▸ **GIVEN PASSAGE**:
● ● ● ● ●

February 17, 2014


The Patron and the Panhandler : Joe Gould's Secret, Joe Mitchell's classic portrait of an astute but deluded bohemian in postwar Greenwich Village, has been picked over for half a century by literary critics, fact-checkers, college professors, and ordinary readers. One abiding mystery has long been the identity of the anonymous heiress who kept the down-and-out Gould housed and fed throughout the late 1940s. That mystery has now been solved. (Joshua Prager, February 2014, Vanity Fair)

Eighty-two winters ago, on a frigid day in Greenwich Village, a very little man in a very big coat entered a Greek restaurant and asked for free food. His name was Joe Gould. The year was 1932, the height of the Great Depression, and the owner offered Gould soup and a sandwich. As Gould waited for it, a reporter drinking coffee in a nearby booth took him in: his dirty face and bald head and bushy beard and small fingers clasped for warmth. Gould made an impression. So did the mention by the owner of the restaurant that this same man was "writing the longest book in the history of the world."

● ● ● ● ●

▸ **REQUIRED WORK**:
[A] Sum up the Joe Gould passage in two sentences.
[B] In one to three sentences, explain what made Gould stand out to the reporter in the Joe Gould passage.
[C] Print the stretch of the Joe Gould passage from "The Patron and" through "2014, Vanity Fair)".
The data that comes next is separate from the Joe Gould passage.

▸ **RECORDED DATA**:
● ● ● ● ●

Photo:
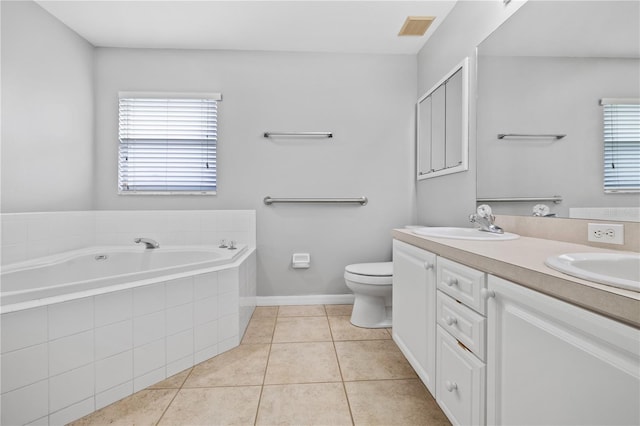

● ● ● ● ●

▸ **OUTPUTS**:
[A] Joe Mitchell's Joe Gould's Secret, a portrait of a bohemian in postwar Greenwich Village, has been studied for half a century, and the long-standing mystery of the anonymous heiress who housed and fed Gould in the late 1940s has now been solved. The piece opens in 1932, when Gould asked for free food at a Greek restaurant and a reporter there took note of both his looks and the owner's remark that he was writing the longest book in history.

[B] The reporter noticed Gould's appearance: his dirty face, bald head, bushy beard, and small fingers clasped for warmth. The owner's remark that Gould was "writing the longest book in the history of the world" also made an impression.

[C]
The Patron and the Panhandler : Joe Gould's Secret, Joe Mitchell's classic portrait of an astute but deluded bohemian in postwar Greenwich Village, has been picked over for half a century by literary critics, fact-checkers, college professors, and ordinary readers. One abiding mystery has long been the identity of the anonymous heiress who kept the down-and-out Gould housed and fed throughout the late 1940s. That mystery has now been solved. (Joshua Prager, February 2014, Vanity Fair)